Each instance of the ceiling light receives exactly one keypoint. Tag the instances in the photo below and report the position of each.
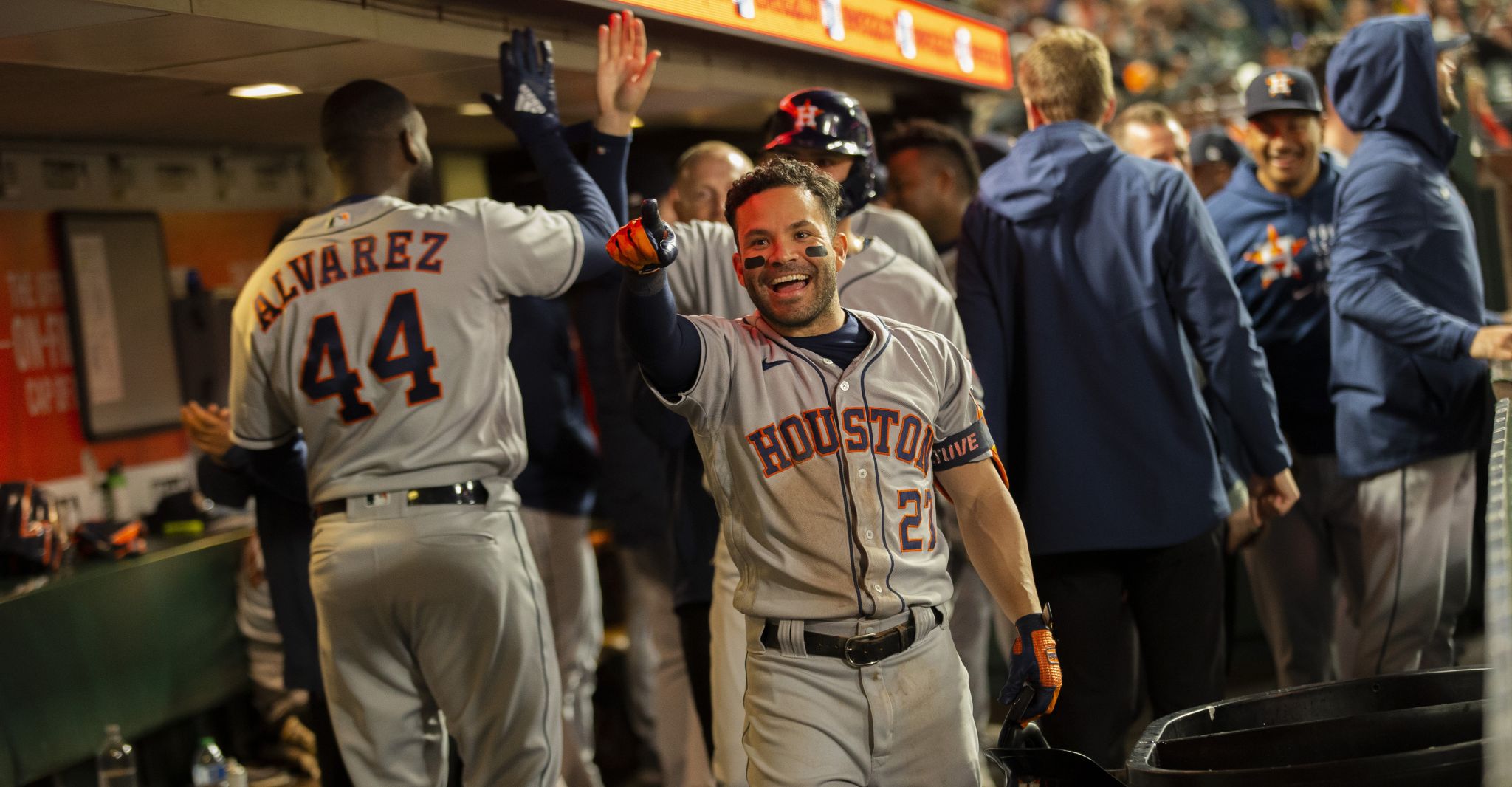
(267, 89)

■ ■ ■

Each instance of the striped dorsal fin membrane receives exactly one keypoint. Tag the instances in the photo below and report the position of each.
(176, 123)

■ ■ ■

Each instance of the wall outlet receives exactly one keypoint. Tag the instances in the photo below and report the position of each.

■ ■ ■

■ Written task ■
Display every line in the entries above that contains the string "report".

■ Response below ■
Each instance of the ceiling light receives exactly one keypoint. Tag the instances in the photo below and report the position of each.
Each instance of the striped dorsal fin membrane receives exactly one keypoint. Tag the instances in the photo below and report the position of each.
Each instance of the wall outlet receives exactly one keypoint. Tag the instances in the photo below and report the position of each.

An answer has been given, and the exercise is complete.